(Set problem 1):
In the passage below on building applications for powerful computers, how large were the teams that developed major applications, and how long did the work take?
(Set problem 2):
Carry the passage below on the challenges of developing applications for massively parallel computers forward from its final sentence.

(Text extract):
((

Developing applications to exploit this exponential growth in computing power is the key challenge. Each application is largely unique. Developing major applications of the required complexity has taken large teams (10 to 30 staff) many years (10 or more). It's even more difficult today. Massive parallelization has resulted in highly complex computer platforms and increased the challenge of developing applications. The challenges include integrating complex scientific phenomena, managing and coordinating multi-institutional and multi-disciplinary project teams, organizing the code development process while maintaining adequate flexibility and agility, meeting the requirements of the laws of nature and groups of production users, ensuring adequate verification and validation, and developing and using software development tools for these complex platforms. There's lots of support for developing more powerful computers, but little (or none) for addressing the code development challenges.

))

(Record set):
((

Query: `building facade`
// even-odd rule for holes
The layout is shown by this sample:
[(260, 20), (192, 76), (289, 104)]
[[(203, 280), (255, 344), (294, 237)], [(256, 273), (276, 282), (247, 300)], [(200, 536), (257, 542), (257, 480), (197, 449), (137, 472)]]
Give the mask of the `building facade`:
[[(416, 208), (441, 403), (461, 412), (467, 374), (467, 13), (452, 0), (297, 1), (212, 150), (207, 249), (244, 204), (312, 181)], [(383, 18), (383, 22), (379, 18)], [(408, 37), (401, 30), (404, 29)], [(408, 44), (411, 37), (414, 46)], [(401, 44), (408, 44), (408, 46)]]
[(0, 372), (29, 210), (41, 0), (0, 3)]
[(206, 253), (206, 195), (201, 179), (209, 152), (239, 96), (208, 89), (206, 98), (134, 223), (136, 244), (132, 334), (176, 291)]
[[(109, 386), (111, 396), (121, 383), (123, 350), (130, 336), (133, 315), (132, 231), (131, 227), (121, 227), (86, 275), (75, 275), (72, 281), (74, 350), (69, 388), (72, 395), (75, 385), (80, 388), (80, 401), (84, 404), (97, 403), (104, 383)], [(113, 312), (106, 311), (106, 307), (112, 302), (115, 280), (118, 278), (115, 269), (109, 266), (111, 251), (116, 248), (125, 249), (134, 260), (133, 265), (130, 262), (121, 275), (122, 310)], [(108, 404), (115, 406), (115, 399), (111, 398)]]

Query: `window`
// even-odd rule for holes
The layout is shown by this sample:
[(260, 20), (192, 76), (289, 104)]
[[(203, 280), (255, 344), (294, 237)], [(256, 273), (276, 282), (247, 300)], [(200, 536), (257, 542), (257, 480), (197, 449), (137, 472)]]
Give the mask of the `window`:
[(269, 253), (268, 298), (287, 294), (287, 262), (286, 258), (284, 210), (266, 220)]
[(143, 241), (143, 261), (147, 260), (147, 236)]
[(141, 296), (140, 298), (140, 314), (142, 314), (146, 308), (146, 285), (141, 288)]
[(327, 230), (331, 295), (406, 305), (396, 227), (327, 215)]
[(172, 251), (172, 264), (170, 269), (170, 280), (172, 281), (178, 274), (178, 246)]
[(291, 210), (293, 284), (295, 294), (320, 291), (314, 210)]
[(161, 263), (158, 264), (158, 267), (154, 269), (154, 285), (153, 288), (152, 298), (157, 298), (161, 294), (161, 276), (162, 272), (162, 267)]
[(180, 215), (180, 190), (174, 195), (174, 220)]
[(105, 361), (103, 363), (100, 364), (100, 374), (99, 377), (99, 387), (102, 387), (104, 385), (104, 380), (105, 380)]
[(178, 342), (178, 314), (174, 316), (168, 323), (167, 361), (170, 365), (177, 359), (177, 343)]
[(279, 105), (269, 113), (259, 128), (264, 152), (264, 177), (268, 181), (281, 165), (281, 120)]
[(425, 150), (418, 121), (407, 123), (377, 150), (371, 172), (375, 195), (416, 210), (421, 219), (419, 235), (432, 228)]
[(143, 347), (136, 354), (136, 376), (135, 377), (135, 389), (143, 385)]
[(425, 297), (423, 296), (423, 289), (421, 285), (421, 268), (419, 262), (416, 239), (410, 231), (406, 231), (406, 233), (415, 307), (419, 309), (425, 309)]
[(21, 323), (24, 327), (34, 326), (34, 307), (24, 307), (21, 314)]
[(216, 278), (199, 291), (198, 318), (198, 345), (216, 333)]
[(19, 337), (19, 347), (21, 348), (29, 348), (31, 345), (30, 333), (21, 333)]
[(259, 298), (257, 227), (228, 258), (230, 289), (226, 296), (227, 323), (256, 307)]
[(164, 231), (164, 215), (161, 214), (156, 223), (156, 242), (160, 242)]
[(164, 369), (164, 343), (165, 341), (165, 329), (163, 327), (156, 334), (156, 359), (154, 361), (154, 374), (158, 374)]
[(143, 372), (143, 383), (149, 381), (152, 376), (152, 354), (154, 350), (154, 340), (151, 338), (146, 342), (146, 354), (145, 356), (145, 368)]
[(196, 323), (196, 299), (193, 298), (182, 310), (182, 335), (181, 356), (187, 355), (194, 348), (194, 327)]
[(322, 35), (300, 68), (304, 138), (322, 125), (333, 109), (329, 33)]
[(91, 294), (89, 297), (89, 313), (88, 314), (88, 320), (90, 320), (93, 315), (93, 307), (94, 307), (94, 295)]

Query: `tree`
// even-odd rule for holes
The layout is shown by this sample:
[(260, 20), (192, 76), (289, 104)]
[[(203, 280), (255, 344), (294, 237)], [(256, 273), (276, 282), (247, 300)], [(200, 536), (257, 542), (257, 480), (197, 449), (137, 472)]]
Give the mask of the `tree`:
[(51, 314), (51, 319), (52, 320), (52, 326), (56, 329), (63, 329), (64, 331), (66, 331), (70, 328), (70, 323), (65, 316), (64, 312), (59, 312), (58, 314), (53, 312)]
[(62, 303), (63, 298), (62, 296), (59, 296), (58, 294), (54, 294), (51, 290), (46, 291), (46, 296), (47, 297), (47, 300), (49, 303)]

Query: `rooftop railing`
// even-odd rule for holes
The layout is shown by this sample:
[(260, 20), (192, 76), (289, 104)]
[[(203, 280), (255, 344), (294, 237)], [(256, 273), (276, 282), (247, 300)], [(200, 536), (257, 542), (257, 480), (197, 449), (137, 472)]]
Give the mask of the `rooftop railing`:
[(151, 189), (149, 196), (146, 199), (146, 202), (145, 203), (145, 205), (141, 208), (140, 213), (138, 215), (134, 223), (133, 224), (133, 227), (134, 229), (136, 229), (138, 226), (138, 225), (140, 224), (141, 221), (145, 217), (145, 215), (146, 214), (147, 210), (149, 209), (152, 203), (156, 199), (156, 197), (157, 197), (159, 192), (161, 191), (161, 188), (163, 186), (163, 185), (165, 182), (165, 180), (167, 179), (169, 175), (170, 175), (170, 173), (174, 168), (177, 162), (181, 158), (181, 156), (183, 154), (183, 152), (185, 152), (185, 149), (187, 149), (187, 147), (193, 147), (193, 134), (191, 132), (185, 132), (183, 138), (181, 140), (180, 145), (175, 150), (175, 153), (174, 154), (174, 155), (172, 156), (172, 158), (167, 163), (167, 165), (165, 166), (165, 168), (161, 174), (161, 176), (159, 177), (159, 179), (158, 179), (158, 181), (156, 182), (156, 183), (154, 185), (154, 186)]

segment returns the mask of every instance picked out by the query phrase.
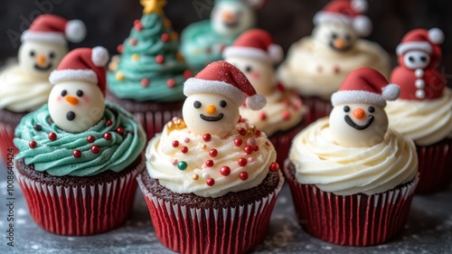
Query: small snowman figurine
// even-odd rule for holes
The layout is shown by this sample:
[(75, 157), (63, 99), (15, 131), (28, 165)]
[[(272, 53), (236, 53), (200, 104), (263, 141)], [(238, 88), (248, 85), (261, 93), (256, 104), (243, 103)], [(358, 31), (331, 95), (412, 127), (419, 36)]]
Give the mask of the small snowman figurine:
[(69, 52), (49, 80), (52, 120), (62, 130), (85, 131), (104, 115), (105, 65), (108, 52), (103, 47), (80, 48)]
[(384, 139), (388, 130), (386, 100), (400, 94), (379, 71), (362, 68), (347, 76), (333, 94), (330, 129), (334, 142), (347, 147), (371, 147)]
[(438, 28), (415, 29), (397, 46), (399, 64), (391, 81), (400, 84), (400, 99), (434, 99), (442, 97), (446, 88), (444, 75), (436, 70), (441, 60), (443, 32)]
[(208, 65), (184, 85), (187, 96), (183, 115), (188, 129), (197, 135), (225, 137), (236, 128), (239, 107), (243, 103), (253, 109), (262, 108), (267, 101), (257, 94), (247, 77), (227, 61)]

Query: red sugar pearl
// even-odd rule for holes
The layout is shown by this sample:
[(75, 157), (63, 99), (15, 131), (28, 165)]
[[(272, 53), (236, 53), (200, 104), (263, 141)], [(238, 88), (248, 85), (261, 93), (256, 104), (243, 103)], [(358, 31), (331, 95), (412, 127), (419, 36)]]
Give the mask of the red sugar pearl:
[(211, 157), (216, 157), (218, 155), (218, 151), (217, 149), (211, 149), (209, 151), (209, 155), (211, 155)]
[(155, 62), (156, 63), (164, 63), (165, 62), (165, 56), (159, 54), (155, 57)]
[(51, 132), (49, 133), (49, 139), (53, 141), (53, 140), (56, 140), (56, 134), (54, 132)]
[(275, 172), (279, 169), (279, 165), (277, 163), (271, 163), (270, 171)]
[(207, 160), (205, 162), (205, 165), (207, 165), (208, 167), (212, 167), (213, 166), (213, 161), (212, 160)]
[(208, 141), (211, 141), (211, 138), (212, 138), (212, 136), (208, 133), (204, 134), (202, 136), (202, 139), (205, 141), (205, 142), (208, 142)]
[(80, 158), (80, 157), (81, 156), (81, 152), (80, 152), (80, 150), (74, 150), (74, 151), (72, 152), (72, 155), (73, 155), (74, 157), (76, 157), (76, 158)]
[(242, 143), (243, 143), (243, 140), (241, 140), (241, 138), (240, 138), (240, 137), (238, 137), (238, 138), (236, 138), (236, 139), (234, 140), (234, 144), (235, 144), (235, 146), (240, 146)]
[(240, 166), (245, 166), (247, 165), (248, 160), (246, 158), (240, 158), (238, 162)]
[(30, 146), (30, 148), (36, 148), (36, 146), (38, 146), (38, 144), (36, 143), (36, 141), (32, 140), (28, 142), (28, 146)]
[(173, 141), (173, 147), (175, 148), (177, 146), (179, 146), (179, 141), (177, 141), (177, 140)]
[(97, 146), (97, 145), (92, 146), (92, 147), (91, 147), (91, 152), (92, 152), (93, 154), (97, 154), (97, 153), (99, 153), (99, 151), (100, 151), (100, 147), (99, 147), (99, 146)]
[(215, 179), (213, 179), (213, 178), (208, 178), (205, 181), (205, 183), (207, 183), (207, 185), (209, 185), (209, 186), (213, 186), (213, 184), (215, 184)]
[(106, 134), (104, 134), (104, 138), (107, 139), (107, 140), (110, 140), (111, 139), (111, 134), (109, 132), (107, 132)]
[(224, 176), (228, 176), (231, 174), (231, 168), (227, 165), (223, 165), (220, 169), (220, 173)]
[(239, 175), (239, 177), (240, 177), (241, 180), (245, 181), (248, 179), (248, 173), (241, 172), (240, 174)]
[(186, 153), (188, 152), (188, 147), (187, 147), (187, 146), (182, 146), (182, 147), (181, 147), (181, 152), (182, 152), (183, 154), (186, 154)]
[(96, 141), (96, 138), (94, 138), (94, 136), (89, 136), (86, 138), (86, 140), (88, 140), (88, 142), (89, 142), (89, 143), (92, 143), (92, 142)]

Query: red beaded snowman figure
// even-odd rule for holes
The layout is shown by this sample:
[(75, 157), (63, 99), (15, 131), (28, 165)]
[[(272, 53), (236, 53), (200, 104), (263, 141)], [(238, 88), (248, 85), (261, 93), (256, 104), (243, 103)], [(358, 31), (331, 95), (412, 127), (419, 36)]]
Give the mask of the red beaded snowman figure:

))

(Reply 1):
Teams of 10 to 30 staff spent many years, 10 or more, on the work.

(Reply 2):
This has created an opportunity for national and international collaboration to develop and deploy code development and production tools for these new computers. The development tools include improved languages and parallel programming models; software design tools; integrated development environments; profiling, optimization and memory management tools; debuggers; issue and bug tracking tools; verification and validation tools and methods; and collaboration tools. Improved production tools are needed for mesh generation; run management and data archiving; data analysis and assessment; run scheduling; and checkpoint restarting. The capability of these tools has not kept pace with the growing complexity of computers. The lack of good tools is crippling the development of the new applications to exploit the new generation of computers. Unfortunately the business model for tool development is weak or non-existent. Filling this need presents an opportunity for national and international collaboration among the government institutions across the globe. Unless this need is filled, we will not be able to fully exploit the opportunity that the next generation of computers offers society

Douglass E. Post has been developing and applying large-scale multi-physics simulations and leading technical projects for over 40 years. He is the Chief Scientist of the DoD High Performance Computing Modernization Program, manager of the CREATE Program, and a member of the senior technical staff of the Carnegie Mellon University Software Engineering Institute. He is an Associate Editor-in-Chief of the joint AIP/IEEE publication "Computing in Science and Engineering". Doug received a Ph.D. in Physics from Stanford University in 1975. He led the tokamak modeling group at Princeton University Plasma Physics Laboratory from 1975 to 1993 and served as head of International Thermonuclear Experimental Reactor (ITER) Physics Project Unit (1988-1990), and head of ITER Joint Central Team In-vessel Physics Group (1993-1998). More recently, he was the A-X Associate Division Leader for Simulation at Lawrence Livermore National Laboratory (1998-2000) and the Deputy X-Division Leader for Simulation at the Los Alamos National Laboratory (2001-2003). He has published over 230 refereed papers, conference papers and books on computational, experimental and theoretical physics with over 5200 citations. He is a Fellow of the American Physical Society, the American Nuclear Society, and the Institute of Electrical and Electronic Engineers.